▶ **PROBLEM DETAILS**: Your answer must hold only the lines below from the line containing "Identify the sliced" through the line containing "Identify the radish", each reproduced exactly.

▶ **STORED DATA**:
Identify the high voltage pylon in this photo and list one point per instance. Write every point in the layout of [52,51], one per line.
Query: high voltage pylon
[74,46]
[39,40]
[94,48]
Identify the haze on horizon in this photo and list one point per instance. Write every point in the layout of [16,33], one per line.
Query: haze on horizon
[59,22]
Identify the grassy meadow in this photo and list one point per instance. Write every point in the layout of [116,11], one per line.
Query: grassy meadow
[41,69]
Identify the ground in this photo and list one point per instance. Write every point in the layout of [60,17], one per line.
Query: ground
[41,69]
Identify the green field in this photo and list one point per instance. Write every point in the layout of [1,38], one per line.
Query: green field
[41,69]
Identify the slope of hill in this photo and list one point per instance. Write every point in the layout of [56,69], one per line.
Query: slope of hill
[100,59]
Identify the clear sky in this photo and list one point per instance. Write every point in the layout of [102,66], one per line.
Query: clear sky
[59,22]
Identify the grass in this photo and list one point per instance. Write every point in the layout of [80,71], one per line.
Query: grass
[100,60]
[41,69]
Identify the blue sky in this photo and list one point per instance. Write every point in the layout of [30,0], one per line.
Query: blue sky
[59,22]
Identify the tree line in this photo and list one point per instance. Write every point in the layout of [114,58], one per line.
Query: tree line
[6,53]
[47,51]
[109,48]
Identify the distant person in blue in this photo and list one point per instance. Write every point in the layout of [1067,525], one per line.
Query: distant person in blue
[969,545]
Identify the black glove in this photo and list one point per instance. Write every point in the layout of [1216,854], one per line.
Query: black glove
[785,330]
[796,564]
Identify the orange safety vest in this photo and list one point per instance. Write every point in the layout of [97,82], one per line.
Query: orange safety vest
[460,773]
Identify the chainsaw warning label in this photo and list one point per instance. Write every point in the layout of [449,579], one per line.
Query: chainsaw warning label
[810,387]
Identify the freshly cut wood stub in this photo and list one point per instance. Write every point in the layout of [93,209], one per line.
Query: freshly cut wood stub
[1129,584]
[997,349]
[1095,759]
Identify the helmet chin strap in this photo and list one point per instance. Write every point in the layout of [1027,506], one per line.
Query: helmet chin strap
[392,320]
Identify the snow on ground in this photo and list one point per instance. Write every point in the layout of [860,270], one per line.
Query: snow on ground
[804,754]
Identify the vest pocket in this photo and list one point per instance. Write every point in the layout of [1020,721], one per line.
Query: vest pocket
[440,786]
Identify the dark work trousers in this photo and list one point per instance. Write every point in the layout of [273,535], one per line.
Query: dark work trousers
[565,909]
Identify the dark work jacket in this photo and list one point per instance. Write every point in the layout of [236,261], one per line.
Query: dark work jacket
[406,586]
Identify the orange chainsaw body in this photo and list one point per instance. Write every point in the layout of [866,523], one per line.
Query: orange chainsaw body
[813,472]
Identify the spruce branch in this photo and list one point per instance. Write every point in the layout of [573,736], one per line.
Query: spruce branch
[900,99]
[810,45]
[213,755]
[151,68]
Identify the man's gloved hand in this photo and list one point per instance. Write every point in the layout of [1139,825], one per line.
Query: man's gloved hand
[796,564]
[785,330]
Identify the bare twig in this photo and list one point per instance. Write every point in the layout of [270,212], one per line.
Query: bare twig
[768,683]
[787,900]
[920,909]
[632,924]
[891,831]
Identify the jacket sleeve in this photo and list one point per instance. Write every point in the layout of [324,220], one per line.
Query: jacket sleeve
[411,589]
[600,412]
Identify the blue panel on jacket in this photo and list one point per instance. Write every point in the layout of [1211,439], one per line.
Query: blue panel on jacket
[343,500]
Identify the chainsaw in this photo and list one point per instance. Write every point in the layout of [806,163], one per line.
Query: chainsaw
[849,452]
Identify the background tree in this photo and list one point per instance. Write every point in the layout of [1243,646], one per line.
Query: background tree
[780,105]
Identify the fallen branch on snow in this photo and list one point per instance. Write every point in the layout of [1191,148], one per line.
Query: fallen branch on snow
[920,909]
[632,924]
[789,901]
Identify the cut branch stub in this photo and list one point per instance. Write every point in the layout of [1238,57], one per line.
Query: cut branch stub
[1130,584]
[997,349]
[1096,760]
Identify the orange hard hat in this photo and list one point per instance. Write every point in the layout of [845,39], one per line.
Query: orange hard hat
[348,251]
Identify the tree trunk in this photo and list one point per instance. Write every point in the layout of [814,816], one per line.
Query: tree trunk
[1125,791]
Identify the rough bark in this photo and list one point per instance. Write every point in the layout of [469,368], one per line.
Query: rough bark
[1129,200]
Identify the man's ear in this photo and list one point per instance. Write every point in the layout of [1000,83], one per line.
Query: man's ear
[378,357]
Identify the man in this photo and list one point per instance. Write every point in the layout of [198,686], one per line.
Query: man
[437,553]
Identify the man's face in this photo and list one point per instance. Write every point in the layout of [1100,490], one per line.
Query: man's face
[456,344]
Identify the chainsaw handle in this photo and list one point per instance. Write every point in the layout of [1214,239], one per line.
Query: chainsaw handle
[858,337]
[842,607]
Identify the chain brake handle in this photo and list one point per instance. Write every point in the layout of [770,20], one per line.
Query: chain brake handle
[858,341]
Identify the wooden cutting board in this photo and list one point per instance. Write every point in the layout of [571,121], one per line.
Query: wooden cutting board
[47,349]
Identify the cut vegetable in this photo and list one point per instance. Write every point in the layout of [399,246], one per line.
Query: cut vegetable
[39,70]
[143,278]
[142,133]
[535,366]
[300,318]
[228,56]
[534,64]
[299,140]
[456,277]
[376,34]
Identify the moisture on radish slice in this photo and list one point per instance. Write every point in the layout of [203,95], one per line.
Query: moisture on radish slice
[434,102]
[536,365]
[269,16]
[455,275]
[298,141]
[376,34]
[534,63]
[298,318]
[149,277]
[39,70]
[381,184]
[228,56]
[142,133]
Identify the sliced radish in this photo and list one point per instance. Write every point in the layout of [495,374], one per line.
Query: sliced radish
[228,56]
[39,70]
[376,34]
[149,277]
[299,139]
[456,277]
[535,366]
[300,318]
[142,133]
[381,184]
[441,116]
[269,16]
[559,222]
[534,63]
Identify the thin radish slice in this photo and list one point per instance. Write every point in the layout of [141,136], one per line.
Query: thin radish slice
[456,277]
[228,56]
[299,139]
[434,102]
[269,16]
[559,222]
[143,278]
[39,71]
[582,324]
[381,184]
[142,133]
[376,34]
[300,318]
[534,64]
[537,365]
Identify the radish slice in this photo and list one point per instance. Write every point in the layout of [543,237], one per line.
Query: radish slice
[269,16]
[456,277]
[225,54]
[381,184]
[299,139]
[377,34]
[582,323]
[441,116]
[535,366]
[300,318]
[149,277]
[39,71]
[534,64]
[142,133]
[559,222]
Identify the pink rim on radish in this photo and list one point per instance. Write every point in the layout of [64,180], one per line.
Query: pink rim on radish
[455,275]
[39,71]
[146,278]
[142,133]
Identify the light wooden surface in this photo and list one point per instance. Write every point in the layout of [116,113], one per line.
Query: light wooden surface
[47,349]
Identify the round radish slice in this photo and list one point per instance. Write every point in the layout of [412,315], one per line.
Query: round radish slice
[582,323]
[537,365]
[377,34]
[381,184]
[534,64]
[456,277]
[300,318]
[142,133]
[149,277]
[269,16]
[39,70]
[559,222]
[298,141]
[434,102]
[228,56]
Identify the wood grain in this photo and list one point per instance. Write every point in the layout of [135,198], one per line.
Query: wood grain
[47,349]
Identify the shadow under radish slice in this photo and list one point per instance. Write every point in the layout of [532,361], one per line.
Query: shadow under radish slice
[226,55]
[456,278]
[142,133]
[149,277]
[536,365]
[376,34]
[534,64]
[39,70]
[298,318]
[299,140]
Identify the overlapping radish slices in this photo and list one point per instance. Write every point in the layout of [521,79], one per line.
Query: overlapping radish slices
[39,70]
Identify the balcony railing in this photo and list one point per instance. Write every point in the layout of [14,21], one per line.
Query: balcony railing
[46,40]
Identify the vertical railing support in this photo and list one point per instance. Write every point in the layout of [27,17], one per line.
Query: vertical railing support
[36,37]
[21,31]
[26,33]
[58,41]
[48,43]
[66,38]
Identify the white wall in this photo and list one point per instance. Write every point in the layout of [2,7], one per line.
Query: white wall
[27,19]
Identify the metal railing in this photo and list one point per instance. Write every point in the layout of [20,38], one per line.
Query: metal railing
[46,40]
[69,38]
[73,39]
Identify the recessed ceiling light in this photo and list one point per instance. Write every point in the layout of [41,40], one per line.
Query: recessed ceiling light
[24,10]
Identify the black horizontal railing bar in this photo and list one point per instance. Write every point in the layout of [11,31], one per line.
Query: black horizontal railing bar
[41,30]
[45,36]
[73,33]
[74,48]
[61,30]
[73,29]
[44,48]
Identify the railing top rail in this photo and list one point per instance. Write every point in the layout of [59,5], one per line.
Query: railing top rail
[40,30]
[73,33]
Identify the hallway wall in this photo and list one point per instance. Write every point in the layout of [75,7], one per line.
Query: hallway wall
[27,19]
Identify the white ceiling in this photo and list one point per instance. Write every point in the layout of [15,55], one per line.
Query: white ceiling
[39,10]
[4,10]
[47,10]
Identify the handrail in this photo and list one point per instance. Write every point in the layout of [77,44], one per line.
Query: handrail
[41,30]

▶ **RESULT OF THE TASK**:
Identify the sliced radish in this photo and list one point per instance. Write every point in the layout of [495,374], one per line.
Query: sliced radish
[228,56]
[39,70]
[376,34]
[149,277]
[299,139]
[456,277]
[535,366]
[300,318]
[142,133]
[381,184]
[441,116]
[269,16]
[559,222]
[534,63]
Identify the thin radish slice in this photo and list one point per instance. Write every point in the layout of [141,136], one per line.
Query: thin radish slice
[456,277]
[228,56]
[299,139]
[434,102]
[269,16]
[559,222]
[143,278]
[39,71]
[582,324]
[381,184]
[142,133]
[376,34]
[300,318]
[534,64]
[537,365]
Identify the radish slice in this photo and list one point per instance. Write every point in the layout of [543,237], one per line.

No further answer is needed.